* START *

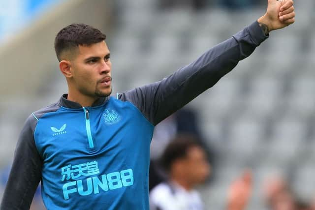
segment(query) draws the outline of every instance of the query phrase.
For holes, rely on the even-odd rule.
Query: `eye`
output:
[[[88,61],[88,63],[93,64],[96,62],[97,60],[96,59],[92,59]]]
[[[108,61],[109,59],[110,59],[110,55],[106,56],[105,57],[104,60],[105,61]]]

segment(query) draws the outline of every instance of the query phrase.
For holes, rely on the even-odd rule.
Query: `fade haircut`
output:
[[[55,51],[58,60],[66,51],[74,50],[79,45],[90,46],[104,40],[106,36],[99,30],[83,23],[72,24],[57,33],[55,39]]]
[[[177,136],[164,150],[160,160],[161,166],[169,172],[173,163],[187,157],[189,150],[195,147],[201,148],[197,137],[184,134]]]

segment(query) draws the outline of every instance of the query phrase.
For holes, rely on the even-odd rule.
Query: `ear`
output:
[[[72,77],[71,62],[68,60],[63,60],[59,62],[60,71],[66,78]]]

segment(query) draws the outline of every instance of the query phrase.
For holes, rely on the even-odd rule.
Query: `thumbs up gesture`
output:
[[[270,32],[293,24],[295,17],[293,0],[268,0],[267,11],[257,21]]]

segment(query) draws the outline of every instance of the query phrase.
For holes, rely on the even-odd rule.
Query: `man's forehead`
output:
[[[91,45],[79,45],[78,54],[84,57],[104,56],[110,53],[107,45],[104,41]]]

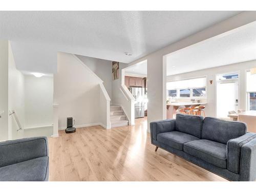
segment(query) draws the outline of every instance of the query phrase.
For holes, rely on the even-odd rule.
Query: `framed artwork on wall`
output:
[[[113,80],[119,78],[119,62],[112,61],[112,78]]]

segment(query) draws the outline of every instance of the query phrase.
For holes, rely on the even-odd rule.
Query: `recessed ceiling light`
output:
[[[128,55],[128,56],[131,56],[132,55],[131,53],[130,53],[129,52],[124,52],[124,54],[126,55]]]
[[[32,75],[34,75],[34,76],[36,77],[41,77],[42,76],[45,75],[44,73],[31,73]]]

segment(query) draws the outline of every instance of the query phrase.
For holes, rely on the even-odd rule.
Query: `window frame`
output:
[[[205,97],[197,97],[197,96],[193,96],[193,89],[205,89]],[[180,96],[180,90],[190,90],[190,97],[181,97]],[[173,97],[172,96],[169,96],[169,94],[168,94],[168,91],[170,90],[176,90],[177,91],[177,93],[176,93],[176,98],[190,98],[190,99],[207,99],[207,87],[200,87],[200,88],[185,88],[185,89],[169,89],[169,90],[167,90],[166,91],[166,94],[167,94],[167,97]]]

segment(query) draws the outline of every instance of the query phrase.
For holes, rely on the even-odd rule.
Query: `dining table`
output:
[[[247,132],[256,133],[256,111],[246,111],[239,113],[228,115],[228,117],[237,118],[238,121],[246,123]]]
[[[172,102],[168,103],[166,104],[166,118],[167,119],[175,118],[177,110],[182,107],[194,107],[206,104],[207,103],[198,102]]]

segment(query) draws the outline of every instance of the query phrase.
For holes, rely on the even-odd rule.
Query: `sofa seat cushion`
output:
[[[183,151],[209,163],[227,168],[227,145],[215,141],[200,139],[184,144]]]
[[[48,157],[41,157],[0,167],[0,181],[48,180]]]
[[[244,123],[207,117],[204,119],[201,139],[226,144],[229,140],[245,134],[246,131]]]
[[[160,133],[157,135],[157,139],[158,142],[180,151],[183,150],[184,143],[199,139],[193,135],[177,131]]]

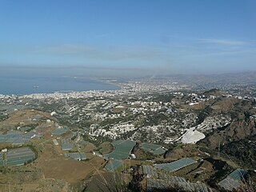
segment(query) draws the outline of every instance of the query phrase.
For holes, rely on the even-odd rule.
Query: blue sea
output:
[[[0,77],[0,94],[49,94],[56,91],[118,90],[118,86],[102,82],[77,78]]]

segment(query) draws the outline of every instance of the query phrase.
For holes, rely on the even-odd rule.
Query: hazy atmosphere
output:
[[[255,8],[254,1],[233,0],[2,0],[0,73],[118,77],[251,70]]]

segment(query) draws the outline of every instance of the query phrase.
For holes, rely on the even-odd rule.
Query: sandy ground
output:
[[[182,136],[182,143],[196,143],[201,139],[203,139],[206,135],[192,127],[186,130],[186,132]]]

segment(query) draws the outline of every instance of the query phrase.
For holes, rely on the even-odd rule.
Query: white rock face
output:
[[[195,130],[195,127],[189,129],[182,137],[182,143],[196,143],[203,139],[206,135]]]

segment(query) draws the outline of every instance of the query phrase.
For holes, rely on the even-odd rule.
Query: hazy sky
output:
[[[255,70],[255,10],[254,0],[0,0],[0,73]]]

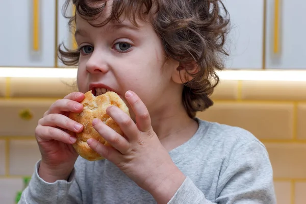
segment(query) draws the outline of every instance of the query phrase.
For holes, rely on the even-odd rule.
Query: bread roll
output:
[[[88,145],[87,141],[89,138],[94,138],[106,145],[111,146],[96,131],[92,126],[92,121],[94,118],[99,118],[115,131],[122,135],[123,133],[119,125],[106,114],[106,109],[111,106],[116,106],[130,116],[129,108],[122,99],[117,93],[108,91],[106,93],[95,96],[89,91],[85,94],[85,97],[81,103],[83,106],[83,111],[80,113],[70,113],[69,117],[82,124],[83,130],[76,133],[76,142],[73,146],[78,154],[89,161],[97,161],[105,158],[94,151]]]

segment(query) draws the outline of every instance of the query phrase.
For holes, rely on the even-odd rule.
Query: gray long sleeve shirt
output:
[[[198,122],[193,137],[169,152],[187,178],[168,204],[276,203],[264,145],[243,129]],[[156,203],[108,160],[79,157],[68,181],[54,183],[39,177],[39,164],[20,204]]]

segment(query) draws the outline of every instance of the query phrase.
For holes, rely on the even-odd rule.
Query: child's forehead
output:
[[[79,15],[76,14],[75,16],[76,31],[84,27],[94,27],[92,25],[99,24],[106,21],[107,18],[105,16],[101,16],[96,19],[93,20],[88,21],[86,19],[82,18]],[[128,18],[123,17],[120,17],[120,20],[112,19],[110,21],[103,24],[97,28],[107,29],[108,30],[116,30],[122,29],[126,29],[131,30],[138,31],[141,28],[144,26],[145,22],[139,19],[136,19],[137,24],[135,24],[131,20]],[[84,28],[85,29],[85,28]]]
[[[78,2],[78,0],[76,0]],[[130,0],[127,2],[118,0],[88,1],[82,5],[76,4],[75,23],[82,18],[92,24],[106,26],[121,24],[138,27],[142,22],[151,22],[152,16],[151,8],[145,6],[144,2]],[[146,10],[146,11],[145,11]],[[82,20],[81,20],[82,21]],[[132,26],[134,26],[132,27]]]

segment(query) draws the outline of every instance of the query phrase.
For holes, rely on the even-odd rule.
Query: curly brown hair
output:
[[[75,12],[90,23],[99,16],[107,3],[103,0],[66,0],[64,13],[71,1]],[[224,69],[223,58],[228,55],[224,44],[230,18],[221,0],[113,0],[111,13],[105,21],[91,24],[101,27],[112,20],[120,22],[122,15],[136,26],[137,19],[149,20],[162,40],[167,57],[190,67],[186,71],[193,79],[185,83],[182,95],[188,115],[193,118],[197,111],[212,106],[209,96],[219,81],[215,70]],[[72,28],[76,23],[75,14],[65,17]],[[71,50],[61,44],[58,50],[64,64],[78,65],[80,50]]]

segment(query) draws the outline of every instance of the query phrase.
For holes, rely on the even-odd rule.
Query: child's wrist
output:
[[[176,166],[161,180],[155,179],[156,185],[151,185],[148,191],[158,203],[167,203],[174,195],[186,179],[186,176]]]
[[[67,181],[73,169],[70,168],[59,168],[54,169],[41,162],[38,173],[39,177],[47,183],[54,183],[58,180]]]

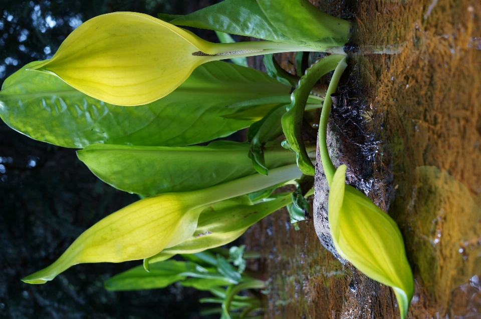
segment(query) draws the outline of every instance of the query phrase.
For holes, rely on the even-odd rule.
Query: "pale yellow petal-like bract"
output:
[[[154,255],[169,243],[190,205],[178,193],[142,199],[84,231],[54,263],[22,279],[44,283],[74,265],[121,262]]]
[[[341,165],[336,171],[329,192],[329,228],[334,246],[367,276],[393,288],[404,318],[414,280],[401,232],[387,214],[345,184],[346,168]]]
[[[80,25],[54,57],[32,69],[53,74],[112,104],[149,103],[167,95],[206,62],[209,43],[153,18],[116,12]]]

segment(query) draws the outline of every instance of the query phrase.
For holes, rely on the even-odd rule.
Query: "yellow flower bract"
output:
[[[343,258],[368,277],[392,287],[404,318],[414,280],[396,222],[371,200],[345,184],[346,165],[336,171],[329,198],[329,227]]]
[[[121,262],[157,253],[171,240],[192,207],[185,196],[168,193],[137,201],[84,231],[54,263],[27,276],[28,283],[44,283],[79,263]]]
[[[54,57],[32,68],[57,75],[98,100],[149,103],[179,86],[206,57],[209,43],[147,15],[117,12],[84,23]]]

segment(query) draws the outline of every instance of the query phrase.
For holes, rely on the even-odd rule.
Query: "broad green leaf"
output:
[[[147,15],[115,12],[82,24],[51,59],[29,70],[105,102],[135,106],[167,95],[203,63],[303,50],[270,41],[211,43]]]
[[[78,263],[120,262],[153,256],[177,235],[177,228],[190,211],[299,175],[295,165],[275,169],[272,172],[269,176],[255,174],[201,190],[167,193],[140,200],[96,223],[54,263],[22,280],[28,283],[45,283]]]
[[[151,265],[150,272],[146,271],[142,266],[124,271],[106,280],[104,286],[111,290],[164,288],[187,277],[223,285],[238,282],[226,278],[213,268],[205,268],[194,262],[165,260]]]
[[[392,287],[401,317],[407,313],[414,280],[396,222],[367,197],[345,184],[346,165],[332,179],[329,228],[339,254],[366,275]]]
[[[321,37],[325,38],[325,39],[313,42],[302,41],[300,39],[287,36],[269,21],[256,0],[225,0],[175,19],[171,19],[173,17],[163,14],[159,15],[159,18],[161,19],[165,18],[168,20],[169,23],[176,26],[193,27],[232,35],[253,37],[265,40],[306,47],[314,51],[322,51],[332,47],[339,46],[338,42],[326,38],[329,36],[323,36],[322,35],[324,34],[322,33],[318,33],[318,35],[321,35]],[[341,21],[346,22],[344,20]],[[303,50],[299,49],[292,51]]]
[[[302,53],[302,52],[301,53]],[[271,78],[275,79],[283,84],[289,85],[293,88],[297,86],[299,82],[299,78],[294,74],[291,74],[281,68],[276,59],[274,59],[274,55],[266,54],[264,55],[263,62],[264,62],[264,66],[266,67],[266,69],[267,70],[267,74]]]
[[[142,266],[138,266],[109,278],[104,282],[104,286],[110,290],[164,288],[184,280],[186,276],[181,274],[195,270],[195,268],[193,263],[176,260],[166,260],[152,264],[150,272],[146,271]]]
[[[219,38],[220,43],[233,43],[235,42],[228,34],[215,31],[215,34],[217,35],[217,37]],[[234,58],[231,59],[230,61],[232,61],[232,63],[237,65],[246,67],[246,68],[249,67],[249,66],[247,64],[247,58],[245,57]]]
[[[332,38],[343,46],[351,36],[349,21],[322,12],[308,0],[257,0],[272,25],[283,34],[302,41]]]
[[[248,139],[251,145],[249,157],[252,160],[254,168],[261,174],[267,175],[269,173],[269,167],[265,159],[265,151],[267,149],[267,143],[269,141],[282,134],[281,118],[286,112],[285,105],[276,107],[261,121],[251,125],[248,132]],[[294,157],[293,156],[293,158]]]
[[[255,174],[249,151],[247,143],[219,141],[178,147],[96,144],[77,154],[106,183],[150,196],[205,188]],[[271,169],[296,162],[294,154],[281,147],[270,147],[265,153]]]
[[[298,165],[304,174],[314,175],[314,166],[311,161],[302,139],[302,123],[309,93],[319,78],[334,70],[343,56],[331,55],[324,58],[308,69],[299,81],[299,86],[291,94],[292,102],[287,112],[282,116],[282,130],[291,148],[299,154]]]
[[[263,72],[216,61],[197,68],[167,96],[132,108],[105,103],[57,77],[24,68],[4,83],[0,117],[33,139],[65,147],[180,146],[225,136],[252,123],[220,117],[235,112],[225,105],[289,90]]]

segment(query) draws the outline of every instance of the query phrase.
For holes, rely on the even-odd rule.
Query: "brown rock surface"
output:
[[[399,226],[416,280],[408,317],[481,318],[481,3],[313,3],[357,24],[365,54],[341,79],[328,144]],[[382,49],[398,53],[365,54]],[[251,266],[269,275],[267,317],[398,317],[390,288],[335,257],[316,169],[313,224],[296,232],[281,211],[246,236],[264,257]]]

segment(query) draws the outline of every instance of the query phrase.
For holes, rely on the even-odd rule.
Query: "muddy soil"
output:
[[[481,3],[312,2],[356,23],[361,54],[329,142],[348,183],[399,226],[415,279],[408,317],[481,318]],[[370,54],[381,50],[397,54]],[[278,58],[296,72],[292,55]],[[281,211],[246,236],[269,276],[266,317],[399,317],[390,288],[336,259],[316,168],[314,223],[296,231]]]

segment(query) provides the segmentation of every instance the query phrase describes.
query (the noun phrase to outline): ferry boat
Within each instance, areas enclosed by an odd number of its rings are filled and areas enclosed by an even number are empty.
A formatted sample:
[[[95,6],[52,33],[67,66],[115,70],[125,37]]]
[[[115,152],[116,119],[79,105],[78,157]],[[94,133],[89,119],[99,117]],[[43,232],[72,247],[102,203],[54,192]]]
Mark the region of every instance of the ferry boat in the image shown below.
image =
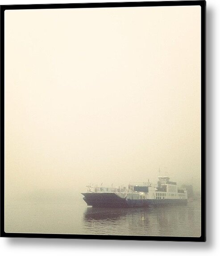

* END *

**Task instructions:** Count the lines in the data above that contain the string "bract", treating case as significant. Give only the number.

**Result of the task:** 2